The task:
Only lines with the word "plant" belong in the answer; copy them from the records below.

[Extracted records]
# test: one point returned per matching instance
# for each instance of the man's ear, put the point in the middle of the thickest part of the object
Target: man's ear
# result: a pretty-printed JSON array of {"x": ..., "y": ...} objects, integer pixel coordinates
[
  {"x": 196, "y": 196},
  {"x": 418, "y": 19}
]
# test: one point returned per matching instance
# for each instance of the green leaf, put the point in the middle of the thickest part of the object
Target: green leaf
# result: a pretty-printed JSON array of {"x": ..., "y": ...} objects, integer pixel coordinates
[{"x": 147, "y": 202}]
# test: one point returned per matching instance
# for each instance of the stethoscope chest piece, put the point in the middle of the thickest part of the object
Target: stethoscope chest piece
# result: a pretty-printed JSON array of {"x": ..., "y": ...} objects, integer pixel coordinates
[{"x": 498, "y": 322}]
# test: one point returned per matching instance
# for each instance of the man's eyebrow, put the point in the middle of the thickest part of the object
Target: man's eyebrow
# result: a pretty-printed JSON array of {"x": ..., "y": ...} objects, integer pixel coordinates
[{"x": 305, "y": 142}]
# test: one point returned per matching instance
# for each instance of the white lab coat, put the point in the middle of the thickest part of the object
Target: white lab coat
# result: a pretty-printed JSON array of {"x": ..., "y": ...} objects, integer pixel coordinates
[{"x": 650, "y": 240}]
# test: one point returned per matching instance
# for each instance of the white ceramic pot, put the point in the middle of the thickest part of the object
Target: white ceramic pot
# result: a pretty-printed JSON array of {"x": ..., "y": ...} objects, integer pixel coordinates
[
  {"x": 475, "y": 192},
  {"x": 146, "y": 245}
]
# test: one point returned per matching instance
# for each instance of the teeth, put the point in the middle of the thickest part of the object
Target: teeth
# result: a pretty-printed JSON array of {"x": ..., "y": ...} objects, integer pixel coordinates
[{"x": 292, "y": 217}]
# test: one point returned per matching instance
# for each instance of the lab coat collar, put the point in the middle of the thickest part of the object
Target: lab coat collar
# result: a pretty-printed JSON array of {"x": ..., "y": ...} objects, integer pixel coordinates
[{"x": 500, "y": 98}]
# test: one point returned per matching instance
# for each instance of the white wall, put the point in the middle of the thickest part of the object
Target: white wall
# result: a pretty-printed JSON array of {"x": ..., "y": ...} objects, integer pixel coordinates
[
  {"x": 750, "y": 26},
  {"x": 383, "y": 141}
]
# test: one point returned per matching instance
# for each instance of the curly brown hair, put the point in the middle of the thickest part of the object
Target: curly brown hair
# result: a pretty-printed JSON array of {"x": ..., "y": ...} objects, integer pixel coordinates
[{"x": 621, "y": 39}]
* * *
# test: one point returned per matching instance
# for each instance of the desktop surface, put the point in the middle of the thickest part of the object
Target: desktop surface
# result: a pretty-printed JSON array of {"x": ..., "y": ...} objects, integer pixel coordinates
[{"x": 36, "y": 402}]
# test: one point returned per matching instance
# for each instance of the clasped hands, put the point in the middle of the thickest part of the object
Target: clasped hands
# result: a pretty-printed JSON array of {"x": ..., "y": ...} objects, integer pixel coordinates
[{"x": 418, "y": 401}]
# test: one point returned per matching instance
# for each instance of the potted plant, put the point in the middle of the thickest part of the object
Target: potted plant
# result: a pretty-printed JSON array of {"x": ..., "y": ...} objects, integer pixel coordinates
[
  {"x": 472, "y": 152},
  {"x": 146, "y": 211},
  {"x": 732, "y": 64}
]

Exercise answer:
# for each instance of the potted plant, put the point in the middle of the thickest part of the object
Target: potted plant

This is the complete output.